→ **Objective 1**: Could you translate this sentence from the loan amendment text into Spanish: "The Company also must pay customary closing fees for a facility of this size and type."

→ **Text block**:

══════════════════════════════

The Second Amendment provides for a term loan facility in an aggregate principal amount of up to US$1,359,375 (the “Refinanced Loan”) maturing on May 1, 2017 (the “Maturity Date”). Loan proceeds shall be used to refinance all of Response’s existing indebtedness to the Bank as of the Second Amendment Effective Date. In addition, the Company and its wholly owned subsidiary, Response Point of Care Inc., have each granted the Bank a security interest in substantially all of its personal property, other than intellectual property, to secure the payment of all amounts owed to the Bank under the Second Amendment.

 

The Second Amendment further provides for the loan to bear interest at a floating per annum rate equal to 2.5% above the United States prime rate published in The Wall Street Journal. Beginning April 1, 2015, loans made under the term loan facility are payable over a period of 26 consecutive months in equal installments of principal and accrued interest. Prior to April 1, 2015, the Company will be required to make payments of interest on the loans. The Company also must pay customary closing fees for a facility of this size and type.

 

The Company is required to pay a final payment of 2.5% of the outstanding principal if repaid before December 15, 2015, 3.5% of the outstanding principal if repaid before December 15, 2016 or 4% of the outstanding principal if repaid after December 15, 2016.

 

In addition, the Company may elect to prepay all amounts owed under the Second Amendment prior to the maturity date therefor, provided that a prepayment fee also is paid, equal to 3% of the amount prepaid if the loans have been outstanding for one year or less from the Second Amendment Effective Date, or 2% of the amount prepaid if the loans have been outstanding for more than one year but less than two years from the Second Amendment Effective Date. After two years from the Second Amendment Effective Date, the Company may prepay the loans without penalty or premium.

══════════════════════════════

→ **Exercise inputs**:
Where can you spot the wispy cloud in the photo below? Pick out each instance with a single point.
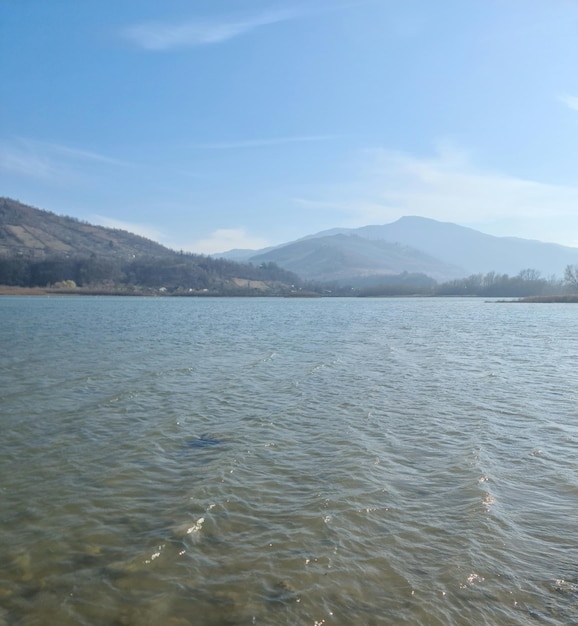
(447, 187)
(164, 36)
(225, 239)
(47, 161)
(138, 228)
(570, 101)
(264, 142)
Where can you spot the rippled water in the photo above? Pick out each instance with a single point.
(271, 461)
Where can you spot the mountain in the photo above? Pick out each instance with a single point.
(348, 257)
(441, 250)
(41, 249)
(30, 232)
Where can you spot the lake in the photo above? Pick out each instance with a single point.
(287, 461)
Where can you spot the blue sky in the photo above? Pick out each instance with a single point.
(218, 124)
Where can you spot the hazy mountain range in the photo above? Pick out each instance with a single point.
(441, 250)
(361, 256)
(31, 232)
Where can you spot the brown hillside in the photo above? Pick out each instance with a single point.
(30, 232)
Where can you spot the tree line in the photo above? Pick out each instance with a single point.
(179, 272)
(185, 272)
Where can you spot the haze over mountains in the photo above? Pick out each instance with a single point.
(441, 250)
(364, 256)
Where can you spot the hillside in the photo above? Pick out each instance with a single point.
(473, 251)
(441, 250)
(347, 257)
(27, 231)
(40, 249)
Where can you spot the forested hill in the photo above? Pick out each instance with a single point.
(34, 233)
(40, 249)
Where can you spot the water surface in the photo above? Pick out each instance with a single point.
(281, 461)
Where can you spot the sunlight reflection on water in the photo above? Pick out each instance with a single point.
(262, 461)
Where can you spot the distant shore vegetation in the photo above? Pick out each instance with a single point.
(195, 275)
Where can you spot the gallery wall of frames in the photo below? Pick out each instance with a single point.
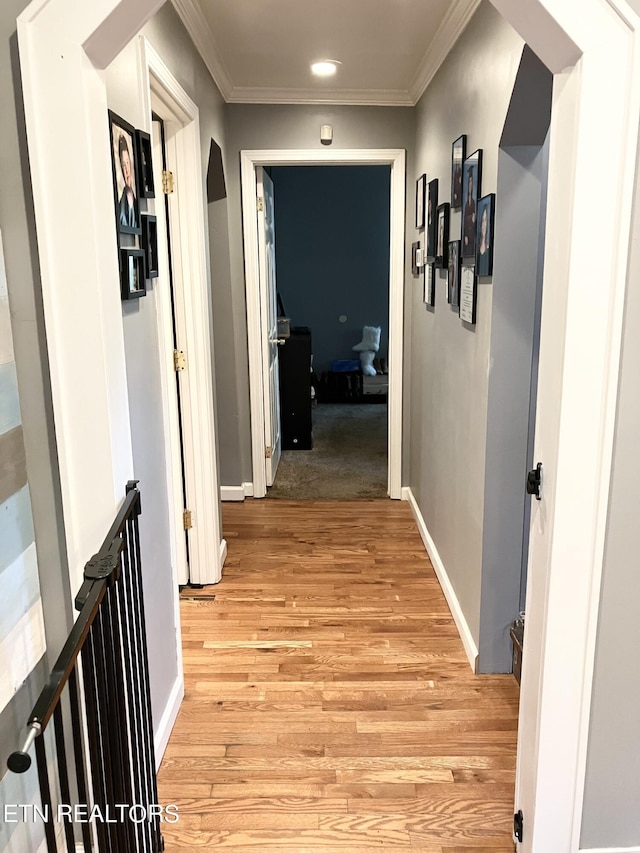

══════════════════════════════

→ **Objective 2**: Can you reproduce the records word for word, starting at the line that contains "Where can you spot the forested" and going through the end of the records, with the pictures left out?

→ **Finished answer 1**: La Compañía también debe pagar las comisiones de cierre habituales para una línea de crédito de este tamaño y tipo.

→ **Finished answer 2**:
Where can you spot the forested hill in the photo above? Pick out each instance with a single point.
(34, 233)
(40, 249)
Where can you spot the water surface in the photo above? Pick out each instance with a single point.
(281, 461)
Where can you spot the sunlight reflection on water in the photo above? Pick out each instance with a single point.
(262, 461)
Where can you spot the distant shore vegetation in the photo above? Pick out each instance with a single point.
(195, 275)
Where can you spot the gallery wall of frames in the photo below? Pick out each instance with a single point.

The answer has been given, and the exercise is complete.